» **Quoted passage**:
I’ve consumed zero news since landing in the U.K. and that is about to be a tragic mistake that will lead to one of the most epic travel days in the history of me.
ACT I: TILL THE LANDSLIDE BROUGHT ME DOWN.
As the sun paints the low morning clouds pink we rumble along the street with our suitcases towards the London Bridge tube stop. We have an early train to catch to Edinburgh. This is the part of the trip I’m most excited for. I’ve been to the U.K. a couple times, but I’ve never been able to make it up to Scotland.
This is that chance.
And to make for an even better trip Jon and Em are joining us for the weekend. Quickly and easily enough we’re at Kings Cross. It’s a Saturday, mind you, so I’m in a bit of shock at the ease of the trip. If this were Metro in D.C., on an early Saturday morning, it’d be an epic journey in its own right. But here we catch our transfers without waiting more than four minutes. Basically, it’s like rush hour service back home.
IMG_2102This is my first time back through Kings Cross since the renovation, and I gotta say it looks terrific. In fact, much of the tube system has been significantly updated since my last time here.
The main waiting area is spacious and modern with mammoth information boards. It even comes complete with the new platform 9 1/2 for the Harry Potter fans. Our train isn’t leaving from here, we just have to pick up the tickets before walking a few blocks to London Euston. Kings Cross it is not.
We’re taking the Virgin Trains West Coast line, which makes this our point of departure. With just a few minutes to spare we hit up the grocery store for some snacks and sandwiches. This is when I remember that these people put mayonnaise on ever-y-thing. Mayonnaise is my kryptonite. And it is their country. But still, surely there exists a sandwich on the other side of the Atlantic sans mayo. Today is not my day to find said mythical sandwich.
On the train, and off we go to Edinburgh.
We have crisps, we have candy, we have cookies, we have sandwiches thoroughly lathered in mayo, we have positive attitudes and we have two bottles of prosecco to pop once we cross the frontier into Scotland.
Taking the train in Great Britain is a different beast from the U.S. They cover more of the country, they’re more often on time…and they tend to be more pleasant. The total trip is about four hours and some change. With that mindset we all were lulled to sleep by the gentle rocking of the train. Probably about an hour and a half into the train ride and we’re all back awake and excited.
And the train stops. No big deal.
Train operator:
“I’m afraid we have some heavy winds and rain up ahead, so it looks as though we will be delayed our apologies.”
Delay…no big deal.
The train moves.
About 30 minutes later we stop again.
Train conductor:
“I’m afraid to report that there has been a landslide north of Preston and all trains have been told to stop. I don’t know how long this will take to clear, I will update.”

» **To be done**: Can you copy the travel account word for word, starting at "And the train" and ending at "Delay…no big deal."? The material after the travel account has no connection to it.

Pointing records
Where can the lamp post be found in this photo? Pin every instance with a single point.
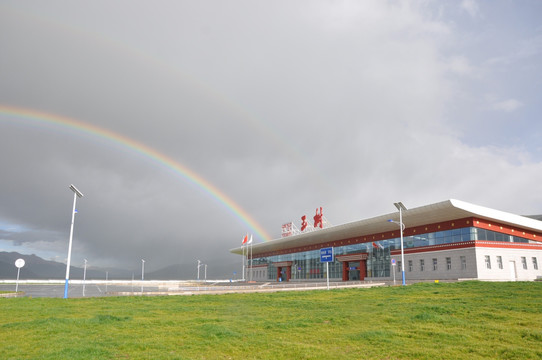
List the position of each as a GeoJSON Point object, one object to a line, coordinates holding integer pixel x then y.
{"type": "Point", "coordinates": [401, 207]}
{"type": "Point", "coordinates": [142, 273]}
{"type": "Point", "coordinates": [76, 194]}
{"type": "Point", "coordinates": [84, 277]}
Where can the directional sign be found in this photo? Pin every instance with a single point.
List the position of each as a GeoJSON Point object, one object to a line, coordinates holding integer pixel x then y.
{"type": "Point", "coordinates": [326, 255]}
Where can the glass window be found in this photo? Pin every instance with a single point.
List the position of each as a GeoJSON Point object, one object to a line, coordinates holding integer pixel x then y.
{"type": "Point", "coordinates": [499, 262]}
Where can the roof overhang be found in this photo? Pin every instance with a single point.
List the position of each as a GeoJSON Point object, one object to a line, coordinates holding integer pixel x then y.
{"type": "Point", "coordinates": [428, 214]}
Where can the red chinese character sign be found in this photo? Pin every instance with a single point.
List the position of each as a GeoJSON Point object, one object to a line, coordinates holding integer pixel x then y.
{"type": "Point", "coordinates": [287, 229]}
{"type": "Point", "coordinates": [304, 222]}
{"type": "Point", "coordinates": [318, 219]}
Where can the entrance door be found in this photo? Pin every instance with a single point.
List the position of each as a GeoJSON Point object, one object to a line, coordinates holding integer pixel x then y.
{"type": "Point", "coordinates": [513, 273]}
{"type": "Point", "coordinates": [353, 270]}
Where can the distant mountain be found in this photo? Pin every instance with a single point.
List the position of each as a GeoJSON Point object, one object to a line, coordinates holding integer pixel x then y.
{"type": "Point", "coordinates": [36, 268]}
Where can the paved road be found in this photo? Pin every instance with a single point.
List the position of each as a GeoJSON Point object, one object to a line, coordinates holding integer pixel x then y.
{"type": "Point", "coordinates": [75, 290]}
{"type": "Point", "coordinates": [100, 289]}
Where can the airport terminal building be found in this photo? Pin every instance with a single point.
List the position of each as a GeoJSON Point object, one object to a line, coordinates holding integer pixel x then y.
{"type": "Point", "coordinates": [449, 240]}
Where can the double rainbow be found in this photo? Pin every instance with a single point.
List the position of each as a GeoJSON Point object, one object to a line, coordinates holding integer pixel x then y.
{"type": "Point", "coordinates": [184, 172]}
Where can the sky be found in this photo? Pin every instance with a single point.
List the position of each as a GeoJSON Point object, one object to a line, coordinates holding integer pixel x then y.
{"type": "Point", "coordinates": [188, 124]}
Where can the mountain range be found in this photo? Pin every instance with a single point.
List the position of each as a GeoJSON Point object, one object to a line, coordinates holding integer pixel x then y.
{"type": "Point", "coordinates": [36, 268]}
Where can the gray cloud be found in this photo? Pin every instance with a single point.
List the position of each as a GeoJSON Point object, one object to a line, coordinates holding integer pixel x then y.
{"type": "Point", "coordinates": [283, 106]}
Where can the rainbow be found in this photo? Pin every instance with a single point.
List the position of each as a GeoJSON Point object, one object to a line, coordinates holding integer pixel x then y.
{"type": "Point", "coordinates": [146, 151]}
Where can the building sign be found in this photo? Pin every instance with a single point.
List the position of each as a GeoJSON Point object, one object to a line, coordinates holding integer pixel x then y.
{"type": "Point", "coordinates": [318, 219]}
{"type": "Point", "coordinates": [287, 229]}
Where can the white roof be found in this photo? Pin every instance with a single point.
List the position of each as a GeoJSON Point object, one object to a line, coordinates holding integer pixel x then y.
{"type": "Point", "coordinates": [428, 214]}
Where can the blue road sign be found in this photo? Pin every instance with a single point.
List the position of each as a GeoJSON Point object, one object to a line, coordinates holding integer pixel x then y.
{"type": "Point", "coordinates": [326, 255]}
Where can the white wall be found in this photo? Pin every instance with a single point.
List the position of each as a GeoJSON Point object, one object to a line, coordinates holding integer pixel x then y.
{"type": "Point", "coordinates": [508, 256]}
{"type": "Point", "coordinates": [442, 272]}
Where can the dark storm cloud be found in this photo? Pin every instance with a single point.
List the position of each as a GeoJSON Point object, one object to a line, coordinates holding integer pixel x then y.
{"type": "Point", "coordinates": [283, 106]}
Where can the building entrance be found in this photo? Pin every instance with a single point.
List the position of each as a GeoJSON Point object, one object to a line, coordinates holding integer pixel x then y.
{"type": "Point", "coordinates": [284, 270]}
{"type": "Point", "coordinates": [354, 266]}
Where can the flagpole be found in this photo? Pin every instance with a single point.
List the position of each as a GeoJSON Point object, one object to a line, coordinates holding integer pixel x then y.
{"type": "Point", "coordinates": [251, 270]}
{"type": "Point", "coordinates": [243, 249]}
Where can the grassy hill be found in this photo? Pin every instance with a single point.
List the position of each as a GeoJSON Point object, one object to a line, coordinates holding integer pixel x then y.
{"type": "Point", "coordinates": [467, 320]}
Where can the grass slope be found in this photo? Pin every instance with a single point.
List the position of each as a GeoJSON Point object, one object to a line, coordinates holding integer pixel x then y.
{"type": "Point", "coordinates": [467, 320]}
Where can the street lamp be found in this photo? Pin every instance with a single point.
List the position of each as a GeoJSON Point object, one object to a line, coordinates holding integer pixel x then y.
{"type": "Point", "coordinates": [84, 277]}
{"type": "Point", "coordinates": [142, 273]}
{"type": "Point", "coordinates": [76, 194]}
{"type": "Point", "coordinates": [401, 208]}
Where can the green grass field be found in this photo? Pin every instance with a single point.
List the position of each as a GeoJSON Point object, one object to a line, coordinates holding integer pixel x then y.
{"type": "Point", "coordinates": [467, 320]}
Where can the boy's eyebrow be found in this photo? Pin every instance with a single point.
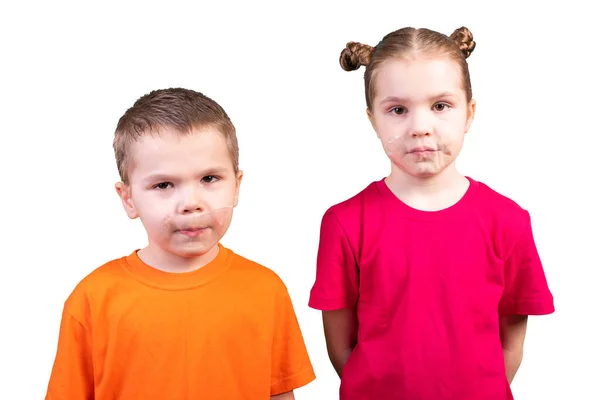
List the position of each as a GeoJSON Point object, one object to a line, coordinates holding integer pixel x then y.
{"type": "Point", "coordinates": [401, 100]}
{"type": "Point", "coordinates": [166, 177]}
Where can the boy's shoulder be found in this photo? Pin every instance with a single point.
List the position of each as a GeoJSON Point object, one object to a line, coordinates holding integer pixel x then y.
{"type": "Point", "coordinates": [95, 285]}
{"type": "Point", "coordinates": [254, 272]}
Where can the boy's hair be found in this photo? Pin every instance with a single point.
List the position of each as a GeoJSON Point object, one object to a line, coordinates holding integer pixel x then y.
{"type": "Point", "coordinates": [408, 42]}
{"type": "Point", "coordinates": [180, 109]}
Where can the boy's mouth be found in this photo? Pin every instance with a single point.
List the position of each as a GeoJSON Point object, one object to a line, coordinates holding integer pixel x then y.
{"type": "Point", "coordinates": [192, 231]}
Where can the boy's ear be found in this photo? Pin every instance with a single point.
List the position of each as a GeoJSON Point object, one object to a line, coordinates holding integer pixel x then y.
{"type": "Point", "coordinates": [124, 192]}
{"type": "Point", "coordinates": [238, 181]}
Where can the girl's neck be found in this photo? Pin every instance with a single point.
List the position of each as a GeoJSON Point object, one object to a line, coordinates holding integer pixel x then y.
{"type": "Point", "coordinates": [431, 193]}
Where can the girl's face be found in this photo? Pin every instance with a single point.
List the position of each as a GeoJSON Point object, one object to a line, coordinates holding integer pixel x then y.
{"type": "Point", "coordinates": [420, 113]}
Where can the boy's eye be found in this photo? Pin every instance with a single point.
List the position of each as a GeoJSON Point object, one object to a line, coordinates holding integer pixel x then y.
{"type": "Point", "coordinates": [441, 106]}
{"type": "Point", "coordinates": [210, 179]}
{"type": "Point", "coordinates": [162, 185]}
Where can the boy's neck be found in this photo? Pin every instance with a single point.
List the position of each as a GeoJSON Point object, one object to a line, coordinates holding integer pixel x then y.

...

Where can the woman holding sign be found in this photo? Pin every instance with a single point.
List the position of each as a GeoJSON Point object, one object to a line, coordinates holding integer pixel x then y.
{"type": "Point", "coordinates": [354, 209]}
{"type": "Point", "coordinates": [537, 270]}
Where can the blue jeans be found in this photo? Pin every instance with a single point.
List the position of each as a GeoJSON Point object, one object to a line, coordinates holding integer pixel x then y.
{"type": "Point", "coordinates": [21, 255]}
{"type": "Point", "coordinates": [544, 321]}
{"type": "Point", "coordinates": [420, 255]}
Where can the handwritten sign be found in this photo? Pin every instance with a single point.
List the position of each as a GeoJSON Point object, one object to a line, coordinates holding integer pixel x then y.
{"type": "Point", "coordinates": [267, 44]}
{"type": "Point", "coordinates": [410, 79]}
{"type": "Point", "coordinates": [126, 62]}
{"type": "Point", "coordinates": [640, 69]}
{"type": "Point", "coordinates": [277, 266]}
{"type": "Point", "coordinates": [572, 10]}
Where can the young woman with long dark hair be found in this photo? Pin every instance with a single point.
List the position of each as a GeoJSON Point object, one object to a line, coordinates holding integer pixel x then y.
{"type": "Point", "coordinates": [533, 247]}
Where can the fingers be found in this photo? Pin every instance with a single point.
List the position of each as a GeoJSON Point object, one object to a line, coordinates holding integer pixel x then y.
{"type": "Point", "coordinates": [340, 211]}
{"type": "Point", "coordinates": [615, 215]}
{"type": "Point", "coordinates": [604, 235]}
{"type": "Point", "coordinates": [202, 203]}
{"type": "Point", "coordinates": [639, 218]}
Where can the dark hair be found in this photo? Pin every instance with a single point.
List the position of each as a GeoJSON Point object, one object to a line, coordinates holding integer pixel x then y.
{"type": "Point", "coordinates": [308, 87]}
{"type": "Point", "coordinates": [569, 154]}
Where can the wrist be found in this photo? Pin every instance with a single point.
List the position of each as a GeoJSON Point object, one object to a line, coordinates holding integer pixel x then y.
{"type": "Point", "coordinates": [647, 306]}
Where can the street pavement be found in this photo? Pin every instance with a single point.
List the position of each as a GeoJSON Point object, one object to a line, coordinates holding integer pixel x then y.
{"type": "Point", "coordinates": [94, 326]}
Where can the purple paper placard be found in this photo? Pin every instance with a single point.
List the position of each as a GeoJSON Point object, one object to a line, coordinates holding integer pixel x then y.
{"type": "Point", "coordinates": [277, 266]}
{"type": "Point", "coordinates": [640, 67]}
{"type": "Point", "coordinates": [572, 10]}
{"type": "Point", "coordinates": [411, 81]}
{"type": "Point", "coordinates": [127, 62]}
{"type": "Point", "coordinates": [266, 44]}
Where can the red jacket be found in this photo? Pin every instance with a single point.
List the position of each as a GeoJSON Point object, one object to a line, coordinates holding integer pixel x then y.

» **Exercise result**:
And the train stops. No big deal.
Train operator:
“I’m afraid we have some heavy winds and rain up ahead, so it looks as though we will be delayed our apologies.”
Delay…no big deal.